▸ Exercise requirements: Reproduce verbatim the portion of the items that begins with the line containing "Find the bowl wall;" and ends with the line containing "488 L 54 500", including both of those lines.

▸ Provided records:

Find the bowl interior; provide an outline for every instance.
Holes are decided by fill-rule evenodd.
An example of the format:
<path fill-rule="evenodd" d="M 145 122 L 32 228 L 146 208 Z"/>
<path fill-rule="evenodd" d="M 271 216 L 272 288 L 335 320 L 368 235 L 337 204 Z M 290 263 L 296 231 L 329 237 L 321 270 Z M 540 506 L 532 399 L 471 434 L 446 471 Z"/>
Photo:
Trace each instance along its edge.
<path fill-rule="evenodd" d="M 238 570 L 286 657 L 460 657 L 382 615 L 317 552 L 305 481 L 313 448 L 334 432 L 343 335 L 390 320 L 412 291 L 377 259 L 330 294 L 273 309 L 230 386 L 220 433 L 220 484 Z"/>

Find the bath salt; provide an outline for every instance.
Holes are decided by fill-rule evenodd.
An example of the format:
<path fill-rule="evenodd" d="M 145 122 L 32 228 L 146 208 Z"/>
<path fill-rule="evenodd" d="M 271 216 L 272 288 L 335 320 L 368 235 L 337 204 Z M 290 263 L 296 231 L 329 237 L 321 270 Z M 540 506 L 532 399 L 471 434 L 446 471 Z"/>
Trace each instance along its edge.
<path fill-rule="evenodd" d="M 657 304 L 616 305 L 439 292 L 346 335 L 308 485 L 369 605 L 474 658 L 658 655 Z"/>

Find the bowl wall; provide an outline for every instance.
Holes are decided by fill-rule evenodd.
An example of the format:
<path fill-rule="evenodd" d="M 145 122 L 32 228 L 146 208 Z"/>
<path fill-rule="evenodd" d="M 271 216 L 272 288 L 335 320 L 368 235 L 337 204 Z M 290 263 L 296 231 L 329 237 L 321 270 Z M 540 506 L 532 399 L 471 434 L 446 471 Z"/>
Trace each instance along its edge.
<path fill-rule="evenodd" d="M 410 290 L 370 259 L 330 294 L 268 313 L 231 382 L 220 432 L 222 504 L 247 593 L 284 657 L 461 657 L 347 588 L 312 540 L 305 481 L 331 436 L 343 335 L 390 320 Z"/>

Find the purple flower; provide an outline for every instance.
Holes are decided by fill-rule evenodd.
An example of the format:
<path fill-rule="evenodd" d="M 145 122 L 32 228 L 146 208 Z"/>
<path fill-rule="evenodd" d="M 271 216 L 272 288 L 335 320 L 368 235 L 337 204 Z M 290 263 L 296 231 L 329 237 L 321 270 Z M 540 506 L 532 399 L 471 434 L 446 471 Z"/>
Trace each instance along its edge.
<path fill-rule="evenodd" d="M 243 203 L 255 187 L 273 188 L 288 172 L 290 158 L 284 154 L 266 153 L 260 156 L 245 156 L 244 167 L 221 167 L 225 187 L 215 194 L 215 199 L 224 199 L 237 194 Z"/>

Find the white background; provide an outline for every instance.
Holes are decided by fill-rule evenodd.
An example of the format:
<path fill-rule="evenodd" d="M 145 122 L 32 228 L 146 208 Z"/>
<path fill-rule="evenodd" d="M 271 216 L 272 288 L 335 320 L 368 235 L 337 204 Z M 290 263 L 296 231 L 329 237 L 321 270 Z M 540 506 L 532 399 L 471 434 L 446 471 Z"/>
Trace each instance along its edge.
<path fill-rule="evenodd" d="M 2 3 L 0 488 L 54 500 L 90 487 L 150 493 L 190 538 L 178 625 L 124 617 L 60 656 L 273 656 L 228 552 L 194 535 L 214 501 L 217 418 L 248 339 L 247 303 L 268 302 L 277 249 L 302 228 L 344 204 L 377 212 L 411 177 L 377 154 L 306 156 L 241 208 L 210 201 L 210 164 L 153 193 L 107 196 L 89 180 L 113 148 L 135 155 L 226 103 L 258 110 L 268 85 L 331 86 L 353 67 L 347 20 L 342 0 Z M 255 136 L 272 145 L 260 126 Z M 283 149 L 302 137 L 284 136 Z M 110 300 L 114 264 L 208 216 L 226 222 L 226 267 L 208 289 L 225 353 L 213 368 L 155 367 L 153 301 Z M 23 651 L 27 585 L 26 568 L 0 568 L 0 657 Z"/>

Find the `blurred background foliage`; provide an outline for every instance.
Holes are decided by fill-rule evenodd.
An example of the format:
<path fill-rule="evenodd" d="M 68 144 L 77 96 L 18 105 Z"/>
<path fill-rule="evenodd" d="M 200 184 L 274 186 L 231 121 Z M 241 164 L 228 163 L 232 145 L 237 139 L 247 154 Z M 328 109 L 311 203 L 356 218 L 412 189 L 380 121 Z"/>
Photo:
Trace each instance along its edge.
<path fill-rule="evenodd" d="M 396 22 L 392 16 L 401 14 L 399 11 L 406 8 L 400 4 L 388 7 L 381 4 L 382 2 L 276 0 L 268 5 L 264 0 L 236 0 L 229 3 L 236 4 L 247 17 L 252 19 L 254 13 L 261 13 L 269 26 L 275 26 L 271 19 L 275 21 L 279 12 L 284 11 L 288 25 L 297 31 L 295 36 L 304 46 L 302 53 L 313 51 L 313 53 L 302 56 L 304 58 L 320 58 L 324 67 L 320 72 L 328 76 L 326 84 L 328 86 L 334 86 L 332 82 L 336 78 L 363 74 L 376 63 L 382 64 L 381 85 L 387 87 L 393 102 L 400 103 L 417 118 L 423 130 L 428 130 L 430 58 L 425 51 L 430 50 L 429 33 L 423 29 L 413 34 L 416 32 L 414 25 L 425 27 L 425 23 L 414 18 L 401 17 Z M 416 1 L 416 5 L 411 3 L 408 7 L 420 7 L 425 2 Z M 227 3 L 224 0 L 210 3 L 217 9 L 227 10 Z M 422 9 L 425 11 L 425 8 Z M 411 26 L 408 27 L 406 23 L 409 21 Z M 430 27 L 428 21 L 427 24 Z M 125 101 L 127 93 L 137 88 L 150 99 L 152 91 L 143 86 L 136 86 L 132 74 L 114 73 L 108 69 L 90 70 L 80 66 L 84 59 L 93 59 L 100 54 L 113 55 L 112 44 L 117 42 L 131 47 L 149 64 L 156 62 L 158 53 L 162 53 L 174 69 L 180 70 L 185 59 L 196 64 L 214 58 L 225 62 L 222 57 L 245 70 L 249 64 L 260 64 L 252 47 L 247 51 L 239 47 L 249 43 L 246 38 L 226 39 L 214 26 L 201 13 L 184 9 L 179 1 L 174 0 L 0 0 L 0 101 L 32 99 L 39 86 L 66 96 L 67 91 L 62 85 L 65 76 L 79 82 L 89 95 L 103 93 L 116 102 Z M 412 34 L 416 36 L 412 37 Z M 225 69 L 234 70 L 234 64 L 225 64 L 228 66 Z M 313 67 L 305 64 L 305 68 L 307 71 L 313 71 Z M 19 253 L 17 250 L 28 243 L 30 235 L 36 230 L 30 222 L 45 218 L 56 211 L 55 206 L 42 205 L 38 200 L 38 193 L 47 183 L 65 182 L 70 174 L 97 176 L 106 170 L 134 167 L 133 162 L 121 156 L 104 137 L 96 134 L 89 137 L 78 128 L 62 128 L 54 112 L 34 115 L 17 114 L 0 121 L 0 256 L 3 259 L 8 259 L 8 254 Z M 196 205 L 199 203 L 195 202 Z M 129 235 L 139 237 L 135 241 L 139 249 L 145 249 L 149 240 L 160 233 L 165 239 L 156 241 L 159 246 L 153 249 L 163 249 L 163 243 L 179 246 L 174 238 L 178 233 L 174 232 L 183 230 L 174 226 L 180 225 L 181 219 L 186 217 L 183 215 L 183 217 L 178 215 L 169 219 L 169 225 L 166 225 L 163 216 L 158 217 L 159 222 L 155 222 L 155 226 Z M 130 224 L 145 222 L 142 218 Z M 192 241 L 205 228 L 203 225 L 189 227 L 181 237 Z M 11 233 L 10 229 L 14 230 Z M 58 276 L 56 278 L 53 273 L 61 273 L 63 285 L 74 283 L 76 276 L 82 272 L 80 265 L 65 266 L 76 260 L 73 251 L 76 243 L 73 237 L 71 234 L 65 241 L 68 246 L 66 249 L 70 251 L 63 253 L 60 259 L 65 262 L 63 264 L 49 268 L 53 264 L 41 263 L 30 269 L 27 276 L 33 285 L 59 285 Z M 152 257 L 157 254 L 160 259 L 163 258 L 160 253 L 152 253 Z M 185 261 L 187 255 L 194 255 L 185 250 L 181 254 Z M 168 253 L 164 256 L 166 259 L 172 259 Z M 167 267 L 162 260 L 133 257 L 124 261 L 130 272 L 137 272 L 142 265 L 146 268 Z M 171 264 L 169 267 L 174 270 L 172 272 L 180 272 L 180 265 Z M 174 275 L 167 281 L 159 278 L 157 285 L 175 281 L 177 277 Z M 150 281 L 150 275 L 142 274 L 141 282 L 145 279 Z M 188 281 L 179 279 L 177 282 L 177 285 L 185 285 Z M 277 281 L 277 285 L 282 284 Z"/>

▸ Response:
Find the bowl wall; provide an outline for every instance.
Holes are decided by fill-rule evenodd.
An example of the format:
<path fill-rule="evenodd" d="M 145 122 L 32 228 L 146 208 Z"/>
<path fill-rule="evenodd" d="M 271 216 L 272 288 L 335 320 L 368 235 L 337 204 Z M 290 263 L 296 231 L 329 237 L 321 270 Z M 540 506 L 532 399 L 471 434 L 446 471 Z"/>
Trace each instance along its edge.
<path fill-rule="evenodd" d="M 410 290 L 370 259 L 330 294 L 268 313 L 231 382 L 220 432 L 222 504 L 247 593 L 284 657 L 461 657 L 347 588 L 312 540 L 305 481 L 331 436 L 343 335 L 390 320 Z"/>

Find the purple flower; provide an outline for every instance.
Holes are decided by fill-rule evenodd.
An example of the format:
<path fill-rule="evenodd" d="M 145 122 L 32 228 L 146 208 Z"/>
<path fill-rule="evenodd" d="M 271 216 L 272 288 L 335 320 L 368 235 L 337 204 Z M 290 263 L 296 231 L 329 237 L 321 270 Z M 540 506 L 532 399 L 471 434 L 446 471 Z"/>
Trace each instance along its edge.
<path fill-rule="evenodd" d="M 243 203 L 255 187 L 273 188 L 288 172 L 290 158 L 284 154 L 266 153 L 260 156 L 245 156 L 244 167 L 221 167 L 225 187 L 215 194 L 215 199 L 224 199 L 237 194 Z"/>

Find the white background; provide an outline for every instance.
Holes are decided by fill-rule evenodd.
An example of the format:
<path fill-rule="evenodd" d="M 145 122 L 32 228 L 146 208 Z"/>
<path fill-rule="evenodd" d="M 271 216 L 272 288 L 335 320 L 368 235 L 337 204 Z M 290 263 L 296 231 L 329 237 L 321 270 Z M 540 506 L 532 399 L 471 434 L 446 471 Z"/>
Trace each instance along its edge.
<path fill-rule="evenodd" d="M 2 3 L 0 488 L 54 500 L 90 487 L 150 493 L 190 538 L 178 625 L 124 617 L 60 656 L 273 656 L 228 552 L 194 535 L 214 501 L 217 418 L 248 339 L 247 303 L 268 302 L 277 249 L 302 228 L 344 204 L 377 212 L 411 177 L 377 154 L 306 156 L 241 208 L 210 201 L 210 164 L 153 193 L 107 196 L 89 180 L 113 148 L 135 155 L 226 103 L 258 110 L 268 85 L 331 86 L 353 67 L 347 20 L 342 0 Z M 255 136 L 272 145 L 260 126 Z M 283 149 L 302 137 L 284 136 Z M 110 300 L 114 264 L 208 216 L 226 222 L 226 267 L 208 289 L 225 353 L 213 368 L 155 367 L 153 301 Z M 23 651 L 27 585 L 26 568 L 0 568 L 0 657 Z"/>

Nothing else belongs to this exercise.